[Collected data]
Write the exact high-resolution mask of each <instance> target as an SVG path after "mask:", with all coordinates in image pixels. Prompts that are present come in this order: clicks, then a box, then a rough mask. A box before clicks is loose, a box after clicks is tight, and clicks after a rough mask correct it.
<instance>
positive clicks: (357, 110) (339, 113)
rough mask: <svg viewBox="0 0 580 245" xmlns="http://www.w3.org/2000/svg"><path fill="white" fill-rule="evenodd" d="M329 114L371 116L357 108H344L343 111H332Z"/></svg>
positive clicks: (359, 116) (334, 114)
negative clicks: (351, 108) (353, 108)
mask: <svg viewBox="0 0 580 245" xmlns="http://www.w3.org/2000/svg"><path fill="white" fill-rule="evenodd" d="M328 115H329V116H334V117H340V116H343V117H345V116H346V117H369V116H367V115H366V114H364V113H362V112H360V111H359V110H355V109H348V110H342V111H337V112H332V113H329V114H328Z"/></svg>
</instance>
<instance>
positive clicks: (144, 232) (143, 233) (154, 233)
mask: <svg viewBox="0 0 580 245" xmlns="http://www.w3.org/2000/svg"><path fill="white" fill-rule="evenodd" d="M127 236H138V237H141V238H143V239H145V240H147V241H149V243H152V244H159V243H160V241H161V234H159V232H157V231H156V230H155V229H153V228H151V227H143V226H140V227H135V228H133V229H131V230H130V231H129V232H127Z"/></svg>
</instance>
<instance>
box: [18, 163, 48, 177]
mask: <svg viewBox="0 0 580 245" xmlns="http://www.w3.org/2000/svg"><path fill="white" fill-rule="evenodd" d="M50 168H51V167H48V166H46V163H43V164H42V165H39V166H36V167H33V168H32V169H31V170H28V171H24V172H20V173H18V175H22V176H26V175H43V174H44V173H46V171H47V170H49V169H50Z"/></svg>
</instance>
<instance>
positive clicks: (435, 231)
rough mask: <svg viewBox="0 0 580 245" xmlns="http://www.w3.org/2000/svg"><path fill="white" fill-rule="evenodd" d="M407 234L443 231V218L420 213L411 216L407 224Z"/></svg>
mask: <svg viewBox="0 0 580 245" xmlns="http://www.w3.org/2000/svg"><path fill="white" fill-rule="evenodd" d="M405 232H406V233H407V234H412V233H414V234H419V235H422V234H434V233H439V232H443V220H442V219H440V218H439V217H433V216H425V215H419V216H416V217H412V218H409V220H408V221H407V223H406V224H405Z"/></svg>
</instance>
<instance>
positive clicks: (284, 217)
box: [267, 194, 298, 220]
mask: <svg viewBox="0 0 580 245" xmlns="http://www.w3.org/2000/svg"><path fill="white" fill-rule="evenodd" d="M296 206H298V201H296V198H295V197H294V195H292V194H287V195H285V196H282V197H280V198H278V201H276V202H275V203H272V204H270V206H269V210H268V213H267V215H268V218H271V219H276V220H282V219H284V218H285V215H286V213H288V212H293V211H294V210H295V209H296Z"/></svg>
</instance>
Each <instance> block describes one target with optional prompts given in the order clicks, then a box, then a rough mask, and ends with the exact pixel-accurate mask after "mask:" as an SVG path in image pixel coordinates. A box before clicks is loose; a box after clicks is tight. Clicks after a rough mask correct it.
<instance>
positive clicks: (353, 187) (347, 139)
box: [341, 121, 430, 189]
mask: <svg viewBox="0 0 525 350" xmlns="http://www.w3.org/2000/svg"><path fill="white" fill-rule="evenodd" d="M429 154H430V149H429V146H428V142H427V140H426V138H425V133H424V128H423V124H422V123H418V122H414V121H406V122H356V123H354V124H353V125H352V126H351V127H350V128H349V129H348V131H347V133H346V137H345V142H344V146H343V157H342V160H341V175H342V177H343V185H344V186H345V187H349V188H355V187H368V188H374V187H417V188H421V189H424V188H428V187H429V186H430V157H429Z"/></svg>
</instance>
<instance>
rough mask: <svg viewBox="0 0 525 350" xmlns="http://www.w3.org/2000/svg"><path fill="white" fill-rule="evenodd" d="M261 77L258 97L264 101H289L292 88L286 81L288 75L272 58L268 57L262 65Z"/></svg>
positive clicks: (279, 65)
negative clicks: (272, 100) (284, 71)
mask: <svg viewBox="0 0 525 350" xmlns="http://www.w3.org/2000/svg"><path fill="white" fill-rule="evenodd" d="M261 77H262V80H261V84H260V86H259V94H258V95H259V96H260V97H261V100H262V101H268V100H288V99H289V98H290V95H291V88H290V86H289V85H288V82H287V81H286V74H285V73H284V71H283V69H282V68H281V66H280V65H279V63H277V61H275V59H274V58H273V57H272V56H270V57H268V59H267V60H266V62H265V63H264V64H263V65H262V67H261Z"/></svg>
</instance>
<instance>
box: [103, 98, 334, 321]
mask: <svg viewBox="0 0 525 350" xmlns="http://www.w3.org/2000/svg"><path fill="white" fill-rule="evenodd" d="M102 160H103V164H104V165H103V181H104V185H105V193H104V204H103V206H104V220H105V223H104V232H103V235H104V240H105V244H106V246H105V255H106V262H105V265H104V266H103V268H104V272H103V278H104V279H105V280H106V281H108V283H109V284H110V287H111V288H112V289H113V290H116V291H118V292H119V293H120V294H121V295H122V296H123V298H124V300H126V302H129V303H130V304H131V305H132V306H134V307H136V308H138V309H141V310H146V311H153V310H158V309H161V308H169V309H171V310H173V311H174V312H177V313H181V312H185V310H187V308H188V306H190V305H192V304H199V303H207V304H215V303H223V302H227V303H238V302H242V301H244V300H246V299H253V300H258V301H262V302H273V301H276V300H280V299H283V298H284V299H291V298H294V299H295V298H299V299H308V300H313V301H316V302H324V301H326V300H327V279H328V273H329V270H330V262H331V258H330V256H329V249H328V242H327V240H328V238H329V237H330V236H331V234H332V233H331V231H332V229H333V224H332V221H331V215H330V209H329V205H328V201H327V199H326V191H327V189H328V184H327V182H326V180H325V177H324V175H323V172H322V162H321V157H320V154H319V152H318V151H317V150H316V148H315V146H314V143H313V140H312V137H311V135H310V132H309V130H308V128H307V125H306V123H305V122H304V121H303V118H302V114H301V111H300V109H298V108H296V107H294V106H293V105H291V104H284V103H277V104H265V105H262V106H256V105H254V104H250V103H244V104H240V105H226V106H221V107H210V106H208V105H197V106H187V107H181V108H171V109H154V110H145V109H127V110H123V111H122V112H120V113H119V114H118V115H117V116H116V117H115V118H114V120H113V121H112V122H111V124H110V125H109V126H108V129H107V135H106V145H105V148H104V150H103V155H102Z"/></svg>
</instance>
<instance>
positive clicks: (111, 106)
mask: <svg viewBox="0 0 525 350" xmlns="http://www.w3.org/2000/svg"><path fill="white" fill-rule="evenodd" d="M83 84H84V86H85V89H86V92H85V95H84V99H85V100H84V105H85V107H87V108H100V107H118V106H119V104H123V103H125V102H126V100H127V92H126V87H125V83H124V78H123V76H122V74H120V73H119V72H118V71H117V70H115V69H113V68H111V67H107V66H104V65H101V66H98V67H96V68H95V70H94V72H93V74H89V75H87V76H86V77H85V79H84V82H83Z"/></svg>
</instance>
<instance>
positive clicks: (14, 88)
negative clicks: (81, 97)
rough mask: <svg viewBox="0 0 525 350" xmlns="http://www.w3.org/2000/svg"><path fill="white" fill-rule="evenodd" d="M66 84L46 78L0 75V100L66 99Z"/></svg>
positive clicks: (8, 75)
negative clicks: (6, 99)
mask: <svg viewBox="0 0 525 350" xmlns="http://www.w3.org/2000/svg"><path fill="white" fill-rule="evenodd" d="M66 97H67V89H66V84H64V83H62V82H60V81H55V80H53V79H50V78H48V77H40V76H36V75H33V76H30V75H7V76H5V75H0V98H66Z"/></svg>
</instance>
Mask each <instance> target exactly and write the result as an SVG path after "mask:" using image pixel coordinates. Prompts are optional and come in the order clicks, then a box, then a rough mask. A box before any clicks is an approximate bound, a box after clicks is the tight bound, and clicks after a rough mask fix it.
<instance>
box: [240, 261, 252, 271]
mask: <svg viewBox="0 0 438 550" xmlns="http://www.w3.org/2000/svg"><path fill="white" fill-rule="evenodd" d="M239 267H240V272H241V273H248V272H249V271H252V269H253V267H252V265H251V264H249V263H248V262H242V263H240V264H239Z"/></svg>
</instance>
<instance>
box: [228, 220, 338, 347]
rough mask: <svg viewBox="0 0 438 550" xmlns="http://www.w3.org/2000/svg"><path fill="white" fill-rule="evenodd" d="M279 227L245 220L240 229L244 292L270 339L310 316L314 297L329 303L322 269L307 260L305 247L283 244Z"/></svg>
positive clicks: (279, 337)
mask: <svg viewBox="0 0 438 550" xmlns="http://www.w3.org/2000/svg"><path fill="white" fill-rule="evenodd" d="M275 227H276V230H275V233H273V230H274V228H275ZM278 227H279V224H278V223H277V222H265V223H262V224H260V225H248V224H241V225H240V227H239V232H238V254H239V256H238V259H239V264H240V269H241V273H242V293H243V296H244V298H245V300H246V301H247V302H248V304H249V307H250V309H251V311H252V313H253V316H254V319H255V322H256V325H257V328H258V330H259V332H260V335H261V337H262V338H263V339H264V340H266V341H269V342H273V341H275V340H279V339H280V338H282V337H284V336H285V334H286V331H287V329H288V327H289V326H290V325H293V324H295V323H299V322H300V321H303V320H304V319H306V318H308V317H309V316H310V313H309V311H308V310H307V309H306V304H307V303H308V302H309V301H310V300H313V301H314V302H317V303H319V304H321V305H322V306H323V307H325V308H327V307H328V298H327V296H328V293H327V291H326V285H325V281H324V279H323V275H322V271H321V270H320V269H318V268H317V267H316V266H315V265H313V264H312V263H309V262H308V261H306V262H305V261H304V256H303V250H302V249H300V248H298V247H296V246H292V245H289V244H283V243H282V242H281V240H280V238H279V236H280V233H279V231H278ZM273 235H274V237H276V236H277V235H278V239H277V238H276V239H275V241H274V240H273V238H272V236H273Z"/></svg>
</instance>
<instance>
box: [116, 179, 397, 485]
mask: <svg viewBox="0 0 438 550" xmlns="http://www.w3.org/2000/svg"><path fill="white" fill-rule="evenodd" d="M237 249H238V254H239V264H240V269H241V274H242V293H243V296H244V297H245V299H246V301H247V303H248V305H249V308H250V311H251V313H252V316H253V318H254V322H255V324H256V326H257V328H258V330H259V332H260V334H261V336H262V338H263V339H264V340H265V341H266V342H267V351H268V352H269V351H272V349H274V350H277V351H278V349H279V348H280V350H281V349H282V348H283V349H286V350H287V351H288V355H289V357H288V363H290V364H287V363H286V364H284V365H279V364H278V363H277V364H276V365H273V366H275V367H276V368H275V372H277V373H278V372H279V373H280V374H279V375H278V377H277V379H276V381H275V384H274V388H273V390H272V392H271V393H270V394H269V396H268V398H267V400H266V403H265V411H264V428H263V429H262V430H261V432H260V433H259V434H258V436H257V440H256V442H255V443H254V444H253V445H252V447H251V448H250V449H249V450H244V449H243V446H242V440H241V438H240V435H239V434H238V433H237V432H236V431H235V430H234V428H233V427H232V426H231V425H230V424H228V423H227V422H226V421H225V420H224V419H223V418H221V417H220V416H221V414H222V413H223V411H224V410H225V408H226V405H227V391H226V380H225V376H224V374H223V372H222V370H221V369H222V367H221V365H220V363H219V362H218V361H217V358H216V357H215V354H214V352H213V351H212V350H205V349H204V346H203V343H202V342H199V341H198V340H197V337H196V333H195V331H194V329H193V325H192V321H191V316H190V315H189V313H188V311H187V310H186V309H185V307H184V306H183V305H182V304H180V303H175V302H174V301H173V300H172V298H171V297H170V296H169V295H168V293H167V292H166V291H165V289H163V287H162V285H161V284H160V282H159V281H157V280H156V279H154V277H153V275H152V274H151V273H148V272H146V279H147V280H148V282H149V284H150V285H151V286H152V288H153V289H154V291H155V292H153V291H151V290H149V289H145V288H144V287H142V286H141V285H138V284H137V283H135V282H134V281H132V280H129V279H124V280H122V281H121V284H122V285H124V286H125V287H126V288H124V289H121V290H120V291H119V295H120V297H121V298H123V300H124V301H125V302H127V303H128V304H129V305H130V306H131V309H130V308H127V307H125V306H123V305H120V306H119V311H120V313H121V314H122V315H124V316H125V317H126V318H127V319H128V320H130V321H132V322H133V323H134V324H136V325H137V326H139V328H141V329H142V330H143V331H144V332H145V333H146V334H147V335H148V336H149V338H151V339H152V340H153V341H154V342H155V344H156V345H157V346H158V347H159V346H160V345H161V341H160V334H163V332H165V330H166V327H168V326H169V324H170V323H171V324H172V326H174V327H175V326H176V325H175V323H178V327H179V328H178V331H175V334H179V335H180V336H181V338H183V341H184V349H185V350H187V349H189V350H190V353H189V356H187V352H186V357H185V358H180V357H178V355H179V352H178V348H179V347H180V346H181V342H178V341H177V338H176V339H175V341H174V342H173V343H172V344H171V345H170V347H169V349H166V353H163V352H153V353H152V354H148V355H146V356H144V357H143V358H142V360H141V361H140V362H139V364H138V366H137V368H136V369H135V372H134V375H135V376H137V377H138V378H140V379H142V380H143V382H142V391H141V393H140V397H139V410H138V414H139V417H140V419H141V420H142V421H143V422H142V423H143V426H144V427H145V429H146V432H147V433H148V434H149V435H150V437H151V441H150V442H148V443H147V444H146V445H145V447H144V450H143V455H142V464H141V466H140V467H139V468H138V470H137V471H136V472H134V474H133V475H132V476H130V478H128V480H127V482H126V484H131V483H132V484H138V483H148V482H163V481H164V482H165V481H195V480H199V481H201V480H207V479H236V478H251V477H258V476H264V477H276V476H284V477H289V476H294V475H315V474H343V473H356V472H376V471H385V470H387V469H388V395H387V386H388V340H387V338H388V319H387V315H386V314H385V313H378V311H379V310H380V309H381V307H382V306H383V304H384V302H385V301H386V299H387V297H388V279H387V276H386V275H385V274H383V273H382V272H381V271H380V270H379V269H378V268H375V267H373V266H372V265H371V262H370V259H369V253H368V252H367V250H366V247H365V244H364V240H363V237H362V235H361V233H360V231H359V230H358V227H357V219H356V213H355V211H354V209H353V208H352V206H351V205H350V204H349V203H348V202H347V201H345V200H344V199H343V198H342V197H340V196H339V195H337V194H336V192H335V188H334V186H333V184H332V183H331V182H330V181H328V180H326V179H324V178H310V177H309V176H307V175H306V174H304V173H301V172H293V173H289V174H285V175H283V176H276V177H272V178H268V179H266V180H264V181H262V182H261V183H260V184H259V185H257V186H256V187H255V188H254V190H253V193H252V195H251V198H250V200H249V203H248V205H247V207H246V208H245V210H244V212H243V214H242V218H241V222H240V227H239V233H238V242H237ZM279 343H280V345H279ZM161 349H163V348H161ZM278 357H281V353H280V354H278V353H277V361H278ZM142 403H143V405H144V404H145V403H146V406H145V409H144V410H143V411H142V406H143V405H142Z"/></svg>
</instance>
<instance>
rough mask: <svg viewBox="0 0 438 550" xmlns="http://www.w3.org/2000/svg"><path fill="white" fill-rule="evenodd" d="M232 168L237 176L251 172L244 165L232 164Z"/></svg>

__ABOUT THIS EXERCISE__
Could you gather each line from the items above that contains the word "negative" and copy those lines out?

__PROBLEM SOLUTION__
negative clicks: (351, 108) (353, 108)
negative clicks: (272, 100) (284, 71)
negative clicks: (81, 97)
negative clicks: (6, 99)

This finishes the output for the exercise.